» **Exercise details**
Reproduce all of the material below, substituting "round window" for "arched window" and leaving everything else unchanged.
# # # #
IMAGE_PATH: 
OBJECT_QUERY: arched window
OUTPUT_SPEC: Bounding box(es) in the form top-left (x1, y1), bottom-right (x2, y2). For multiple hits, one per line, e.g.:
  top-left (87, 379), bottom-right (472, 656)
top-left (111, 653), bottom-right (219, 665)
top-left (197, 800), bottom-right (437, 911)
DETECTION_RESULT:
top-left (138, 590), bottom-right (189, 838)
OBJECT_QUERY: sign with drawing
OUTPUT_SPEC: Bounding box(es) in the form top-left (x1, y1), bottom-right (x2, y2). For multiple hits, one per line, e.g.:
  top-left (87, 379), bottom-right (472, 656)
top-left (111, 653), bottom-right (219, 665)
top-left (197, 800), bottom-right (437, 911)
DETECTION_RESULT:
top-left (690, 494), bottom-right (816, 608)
# # # #
» **Exercise response**
IMAGE_PATH: 
OBJECT_QUERY: round window
OUTPUT_SPEC: Bounding box(es) in the form top-left (x1, y1), bottom-right (x2, y2). For multiple hits, one per line, e.g.:
  top-left (87, 379), bottom-right (472, 656)
top-left (111, 653), bottom-right (219, 665)
top-left (197, 800), bottom-right (437, 911)
DETECTION_RESULT:
top-left (138, 590), bottom-right (189, 838)
OBJECT_QUERY: sign with drawing
OUTPUT_SPEC: Bounding box(es) in the form top-left (x1, y1), bottom-right (x2, y2). For multiple hits, one per line, e.g.:
  top-left (87, 379), bottom-right (472, 656)
top-left (111, 653), bottom-right (219, 665)
top-left (197, 800), bottom-right (437, 911)
DETECTION_RESULT:
top-left (690, 494), bottom-right (816, 608)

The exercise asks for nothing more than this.